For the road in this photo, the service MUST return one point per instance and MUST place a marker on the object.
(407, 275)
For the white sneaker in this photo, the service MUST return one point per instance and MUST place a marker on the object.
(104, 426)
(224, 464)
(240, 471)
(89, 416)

________________________

» **Aim of the exercise**
Rewrite the data above as a Markdown table with two columns, Row and Entry, giving each line its own numbered row and leaving out blank lines.

» **Output for this exercise**
| Row | Entry |
|---|---|
| 1 | For the road in this photo, the service MUST return one point per instance and MUST place a marker on the object. |
| 2 | (407, 275) |
| 3 | For the white sneaker in this photo, the service MUST return one point per instance and MUST place a marker on the object. |
| 4 | (104, 426) |
| 5 | (224, 464) |
| 6 | (240, 471) |
| 7 | (89, 416) |